▶ **THE EXERCISE**:
Can you repeat all of the material below, substituting "Image labeling" for each "Shot-chart prep" and leaving everything else unchanged? Omit the pictures from your answer.

-- Start of RECORDS TO PROCESS --

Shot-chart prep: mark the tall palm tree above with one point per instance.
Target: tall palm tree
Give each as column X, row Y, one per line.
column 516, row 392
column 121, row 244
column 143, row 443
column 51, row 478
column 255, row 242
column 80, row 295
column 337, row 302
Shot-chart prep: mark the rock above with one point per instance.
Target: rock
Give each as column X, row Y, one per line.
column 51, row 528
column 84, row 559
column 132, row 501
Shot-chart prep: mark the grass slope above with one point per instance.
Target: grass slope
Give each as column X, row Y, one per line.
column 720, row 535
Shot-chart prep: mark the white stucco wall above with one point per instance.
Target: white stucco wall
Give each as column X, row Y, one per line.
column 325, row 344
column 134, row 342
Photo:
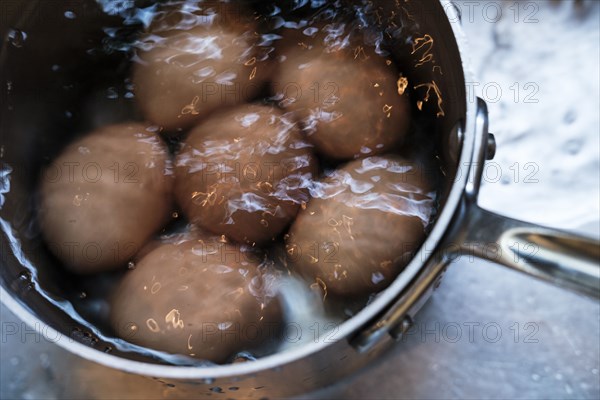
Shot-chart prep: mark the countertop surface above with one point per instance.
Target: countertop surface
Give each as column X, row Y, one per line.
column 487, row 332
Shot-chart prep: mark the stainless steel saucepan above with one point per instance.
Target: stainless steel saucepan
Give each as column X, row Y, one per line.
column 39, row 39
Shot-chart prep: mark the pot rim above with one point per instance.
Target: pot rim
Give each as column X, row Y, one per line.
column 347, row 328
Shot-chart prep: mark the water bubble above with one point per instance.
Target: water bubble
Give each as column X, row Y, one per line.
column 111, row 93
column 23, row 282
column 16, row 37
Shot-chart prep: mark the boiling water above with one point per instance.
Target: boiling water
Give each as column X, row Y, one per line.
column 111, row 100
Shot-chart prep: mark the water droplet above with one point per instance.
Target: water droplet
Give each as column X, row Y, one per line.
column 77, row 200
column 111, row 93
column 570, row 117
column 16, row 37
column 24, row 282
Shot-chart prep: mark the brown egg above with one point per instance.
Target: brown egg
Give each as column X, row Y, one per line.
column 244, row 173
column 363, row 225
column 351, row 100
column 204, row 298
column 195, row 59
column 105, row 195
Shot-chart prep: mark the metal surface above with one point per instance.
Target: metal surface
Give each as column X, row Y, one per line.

-- End of RECORDS TO PROCESS --

▶ **EXERCISE RESPONSE**:
Image labeling: mark the tall palm tree above with one point per instance.
Target: tall palm tree
Give each as column X, row Y, one per line.
column 516, row 392
column 121, row 244
column 143, row 443
column 51, row 478
column 255, row 242
column 80, row 295
column 337, row 302
Image labeling: mark the rock above with one point per instance.
Target: rock
Give each as column X, row Y, one per line.
column 51, row 528
column 84, row 559
column 132, row 501
Image labeling: mark the grass slope above with one point per instance.
Target: grass slope
Give each as column X, row Y, one per line.
column 720, row 535
Image labeling: mark the white stucco wall above with one point per instance.
Target: white stucco wall
Give each as column X, row Y, one per line.
column 325, row 344
column 134, row 342
Photo:
Image labeling: mark the countertop surface above with one point per instance.
Target: countertop surface
Give each as column X, row Y, one per line.
column 487, row 332
Image labeling: mark the stainless steel saucepan above with one point per instance.
Target: stainless steel saucepan
Give each as column X, row Y, one per line.
column 39, row 39
Image labeling: mark the pot rim above with one point per instance.
Target: pot rim
Give each as column X, row Y, one per line.
column 347, row 328
Image labeling: mark the water bubble above with one point per instance.
Target: water bubble
Give each as column X, row Y, one per line.
column 111, row 93
column 23, row 282
column 16, row 37
Image labeling: mark the boiling water above with one point per instance.
Target: boiling water
Give each as column X, row Y, one per line.
column 111, row 100
Image labeling: mark the water droplet above with one point per instance.
Target: water droplet
Give each as column X, row Y, one per line.
column 77, row 200
column 111, row 93
column 570, row 117
column 16, row 37
column 24, row 282
Image labeling: mark the brown egg above with one point per instance.
Target: brown egg
Give each as column X, row Y, one per line.
column 244, row 173
column 363, row 225
column 351, row 100
column 204, row 298
column 195, row 59
column 105, row 195
Image labeling: mark the metal surface above with one point per instance.
Target: metal surface
Give each as column X, row Y, one per line.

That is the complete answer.